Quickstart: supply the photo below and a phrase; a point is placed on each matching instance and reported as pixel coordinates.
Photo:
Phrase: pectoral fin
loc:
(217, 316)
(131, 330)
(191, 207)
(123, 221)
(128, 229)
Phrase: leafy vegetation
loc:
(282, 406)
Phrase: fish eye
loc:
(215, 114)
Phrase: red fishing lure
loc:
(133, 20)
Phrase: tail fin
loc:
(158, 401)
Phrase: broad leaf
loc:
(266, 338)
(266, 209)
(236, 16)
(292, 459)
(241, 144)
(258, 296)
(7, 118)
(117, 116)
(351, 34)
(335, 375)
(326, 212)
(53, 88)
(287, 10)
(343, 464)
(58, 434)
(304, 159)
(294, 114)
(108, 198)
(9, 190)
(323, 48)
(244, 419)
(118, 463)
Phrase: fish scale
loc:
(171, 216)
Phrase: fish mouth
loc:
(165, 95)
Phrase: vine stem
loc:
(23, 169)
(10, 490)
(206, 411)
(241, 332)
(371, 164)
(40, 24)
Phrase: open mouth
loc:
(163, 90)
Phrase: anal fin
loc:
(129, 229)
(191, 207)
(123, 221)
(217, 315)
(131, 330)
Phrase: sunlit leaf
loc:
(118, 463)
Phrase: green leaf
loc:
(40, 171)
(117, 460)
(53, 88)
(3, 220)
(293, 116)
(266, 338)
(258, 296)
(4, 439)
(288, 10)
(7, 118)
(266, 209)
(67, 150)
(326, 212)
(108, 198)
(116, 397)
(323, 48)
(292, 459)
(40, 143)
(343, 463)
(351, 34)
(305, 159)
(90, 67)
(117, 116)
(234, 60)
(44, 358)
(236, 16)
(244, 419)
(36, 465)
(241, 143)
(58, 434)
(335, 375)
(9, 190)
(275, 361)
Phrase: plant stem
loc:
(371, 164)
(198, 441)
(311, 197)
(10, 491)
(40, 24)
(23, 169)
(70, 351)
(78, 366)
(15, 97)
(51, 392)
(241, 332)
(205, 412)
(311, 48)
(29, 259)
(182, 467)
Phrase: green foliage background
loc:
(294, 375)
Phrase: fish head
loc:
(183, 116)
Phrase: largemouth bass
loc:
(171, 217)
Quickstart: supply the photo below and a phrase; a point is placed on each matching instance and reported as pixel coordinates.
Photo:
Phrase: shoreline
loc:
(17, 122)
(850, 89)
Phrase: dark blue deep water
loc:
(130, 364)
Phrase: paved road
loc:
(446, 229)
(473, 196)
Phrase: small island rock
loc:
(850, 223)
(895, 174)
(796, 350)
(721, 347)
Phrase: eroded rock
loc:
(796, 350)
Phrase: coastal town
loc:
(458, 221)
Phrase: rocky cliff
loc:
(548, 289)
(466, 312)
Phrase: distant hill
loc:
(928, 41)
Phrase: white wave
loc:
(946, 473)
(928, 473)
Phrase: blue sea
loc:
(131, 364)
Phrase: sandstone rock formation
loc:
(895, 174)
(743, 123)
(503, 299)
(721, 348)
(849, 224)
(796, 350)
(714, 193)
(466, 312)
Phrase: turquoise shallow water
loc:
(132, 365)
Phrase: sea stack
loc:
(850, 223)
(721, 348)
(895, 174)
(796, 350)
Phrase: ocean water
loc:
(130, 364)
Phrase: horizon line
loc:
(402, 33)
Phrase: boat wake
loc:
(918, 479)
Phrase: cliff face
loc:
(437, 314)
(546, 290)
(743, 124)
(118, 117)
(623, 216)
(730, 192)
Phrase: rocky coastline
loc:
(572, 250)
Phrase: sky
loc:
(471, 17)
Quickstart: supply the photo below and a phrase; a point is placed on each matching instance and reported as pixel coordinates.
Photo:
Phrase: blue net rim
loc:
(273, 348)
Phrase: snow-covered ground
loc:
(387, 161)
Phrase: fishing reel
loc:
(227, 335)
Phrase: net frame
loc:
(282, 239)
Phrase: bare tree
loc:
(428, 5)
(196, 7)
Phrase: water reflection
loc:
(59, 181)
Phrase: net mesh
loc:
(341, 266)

:: REQUIRED ACTION ::
Word for word, restate the lines above from the line containing "Phrase: rocky cliff" through the line containing "Phrase: sandstone rock formation", with both included and nothing else.

:: YOUR SOLUTION ::
Phrase: rocky cliff
loc:
(548, 289)
(466, 312)
Phrase: distant hill
loc:
(928, 41)
Phrase: white wave
loc:
(946, 473)
(928, 473)
Phrase: blue sea
loc:
(131, 364)
Phrase: sandstone rock formation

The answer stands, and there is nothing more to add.